[Problem description]
A complete, word-for-word restatement of the entries is needed.

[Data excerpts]
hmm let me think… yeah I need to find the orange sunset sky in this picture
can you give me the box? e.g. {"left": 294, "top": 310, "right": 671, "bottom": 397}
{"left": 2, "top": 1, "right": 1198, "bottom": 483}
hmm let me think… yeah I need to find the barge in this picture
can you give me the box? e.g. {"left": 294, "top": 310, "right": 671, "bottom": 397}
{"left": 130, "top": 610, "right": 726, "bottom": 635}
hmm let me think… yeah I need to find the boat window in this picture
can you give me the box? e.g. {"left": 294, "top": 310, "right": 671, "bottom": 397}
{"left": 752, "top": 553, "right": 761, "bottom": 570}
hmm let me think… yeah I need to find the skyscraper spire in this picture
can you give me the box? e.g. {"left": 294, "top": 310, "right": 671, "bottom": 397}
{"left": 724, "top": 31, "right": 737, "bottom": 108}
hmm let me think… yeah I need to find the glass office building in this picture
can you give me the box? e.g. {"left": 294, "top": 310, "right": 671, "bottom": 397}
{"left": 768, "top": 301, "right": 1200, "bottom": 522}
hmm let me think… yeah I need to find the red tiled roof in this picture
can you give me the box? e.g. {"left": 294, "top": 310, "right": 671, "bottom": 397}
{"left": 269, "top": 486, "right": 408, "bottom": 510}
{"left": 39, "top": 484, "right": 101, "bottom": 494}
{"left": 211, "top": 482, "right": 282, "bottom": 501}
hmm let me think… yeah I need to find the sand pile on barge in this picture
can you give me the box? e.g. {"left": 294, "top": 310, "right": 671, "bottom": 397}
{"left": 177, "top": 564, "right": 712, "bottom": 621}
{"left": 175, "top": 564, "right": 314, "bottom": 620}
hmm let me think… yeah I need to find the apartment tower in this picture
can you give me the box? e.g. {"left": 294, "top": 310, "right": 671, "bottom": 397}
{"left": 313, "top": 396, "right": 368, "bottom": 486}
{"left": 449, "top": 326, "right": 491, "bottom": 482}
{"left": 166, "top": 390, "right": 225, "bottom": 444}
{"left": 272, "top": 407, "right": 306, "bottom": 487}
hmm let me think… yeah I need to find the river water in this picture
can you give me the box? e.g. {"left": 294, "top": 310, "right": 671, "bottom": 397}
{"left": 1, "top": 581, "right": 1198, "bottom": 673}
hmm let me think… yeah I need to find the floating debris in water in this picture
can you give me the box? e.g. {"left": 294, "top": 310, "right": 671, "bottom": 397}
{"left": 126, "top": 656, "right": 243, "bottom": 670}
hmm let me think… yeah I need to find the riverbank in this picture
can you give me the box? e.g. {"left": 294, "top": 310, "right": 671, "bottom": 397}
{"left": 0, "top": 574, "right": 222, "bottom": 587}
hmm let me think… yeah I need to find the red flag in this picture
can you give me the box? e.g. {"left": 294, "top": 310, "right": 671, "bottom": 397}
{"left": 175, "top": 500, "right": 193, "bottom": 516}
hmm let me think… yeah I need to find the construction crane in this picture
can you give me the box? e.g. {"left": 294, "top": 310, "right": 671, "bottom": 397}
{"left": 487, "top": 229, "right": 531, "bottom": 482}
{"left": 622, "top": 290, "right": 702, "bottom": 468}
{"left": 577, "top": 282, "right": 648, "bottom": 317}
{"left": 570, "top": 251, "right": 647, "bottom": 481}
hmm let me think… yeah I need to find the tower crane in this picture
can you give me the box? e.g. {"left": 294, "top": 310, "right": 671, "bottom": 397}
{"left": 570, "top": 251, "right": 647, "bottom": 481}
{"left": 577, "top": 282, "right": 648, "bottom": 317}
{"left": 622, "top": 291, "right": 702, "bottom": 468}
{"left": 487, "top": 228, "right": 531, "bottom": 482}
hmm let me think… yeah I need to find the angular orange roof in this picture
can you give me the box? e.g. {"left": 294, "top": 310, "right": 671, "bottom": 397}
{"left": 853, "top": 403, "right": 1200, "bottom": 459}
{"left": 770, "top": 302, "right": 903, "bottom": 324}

[The completed task]
hmm let me think… yeah I need to find the orange sunset sky in this picture
can you give me the box? e.g. {"left": 294, "top": 310, "right": 671, "bottom": 397}
{"left": 2, "top": 1, "right": 1198, "bottom": 483}
hmm let me think… yeah I need to find the barge in this picture
can you give me the box? e.g. {"left": 294, "top": 310, "right": 671, "bottom": 397}
{"left": 130, "top": 610, "right": 726, "bottom": 635}
hmm let me think… yeah I need to find the boat window in this picture
can you give me the box? e.g. {"left": 294, "top": 310, "right": 671, "bottom": 397}
{"left": 752, "top": 553, "right": 761, "bottom": 570}
hmm let me think… yeah I need to find the skyscraper spire in this picture
can you give me the box? e.g. {"left": 294, "top": 310, "right": 671, "bottom": 397}
{"left": 724, "top": 31, "right": 737, "bottom": 108}
hmm let me think… yeah I need to find the glass office building in this picture
can you give me the box? e.g. {"left": 294, "top": 310, "right": 671, "bottom": 397}
{"left": 768, "top": 301, "right": 1200, "bottom": 522}
hmm let me think… yeah I need to find the red tiled roof in this picture
can you give me the box? e.g. {"left": 294, "top": 310, "right": 671, "bottom": 397}
{"left": 269, "top": 486, "right": 408, "bottom": 510}
{"left": 39, "top": 484, "right": 101, "bottom": 494}
{"left": 211, "top": 482, "right": 282, "bottom": 501}
hmm let me think… yeah I need to find the sand pile on barge in this picture
can you give me the box? e.g. {"left": 294, "top": 310, "right": 671, "bottom": 397}
{"left": 177, "top": 564, "right": 712, "bottom": 621}
{"left": 175, "top": 564, "right": 314, "bottom": 620}
hmm let me think… yeah I need to find the apartment tower in this picture
can you give me the box? e.g. {"left": 294, "top": 310, "right": 671, "bottom": 397}
{"left": 313, "top": 396, "right": 368, "bottom": 486}
{"left": 449, "top": 326, "right": 491, "bottom": 482}
{"left": 166, "top": 390, "right": 225, "bottom": 444}
{"left": 272, "top": 407, "right": 306, "bottom": 487}
hmm let me think… yeah I need to find the river water in this picture
can you give me the box? e.g. {"left": 294, "top": 310, "right": 671, "bottom": 397}
{"left": 1, "top": 581, "right": 1198, "bottom": 673}
hmm let me think… yeah I need to find the floating debris in water in this picture
can you give me the box? e.g. {"left": 294, "top": 310, "right": 671, "bottom": 397}
{"left": 126, "top": 656, "right": 243, "bottom": 670}
hmm let me think… yeah I need to find the riverbank in this picture
can you give me the box? e.g. {"left": 294, "top": 310, "right": 671, "bottom": 397}
{"left": 0, "top": 574, "right": 222, "bottom": 587}
hmm let me think… yeah I need to find the red flag in this picture
can you give me the box? e.g. {"left": 294, "top": 310, "right": 671, "bottom": 397}
{"left": 175, "top": 500, "right": 193, "bottom": 516}
hmm let me think… yeah I need to find the construction crane in this picture
can you give me the box? e.g. {"left": 294, "top": 310, "right": 671, "bottom": 397}
{"left": 487, "top": 229, "right": 531, "bottom": 482}
{"left": 622, "top": 290, "right": 702, "bottom": 468}
{"left": 577, "top": 282, "right": 648, "bottom": 317}
{"left": 570, "top": 251, "right": 647, "bottom": 481}
hmm let me think… yeah I need to find the tower crane in this picture
can you give me the box? e.g. {"left": 294, "top": 310, "right": 671, "bottom": 397}
{"left": 570, "top": 251, "right": 647, "bottom": 481}
{"left": 577, "top": 282, "right": 648, "bottom": 317}
{"left": 622, "top": 291, "right": 702, "bottom": 468}
{"left": 487, "top": 228, "right": 531, "bottom": 482}
hmm let me think… yeah I need to find the angular orange roof in this picture
can you give me the box? e.g. {"left": 294, "top": 310, "right": 671, "bottom": 397}
{"left": 853, "top": 403, "right": 1200, "bottom": 459}
{"left": 770, "top": 302, "right": 903, "bottom": 324}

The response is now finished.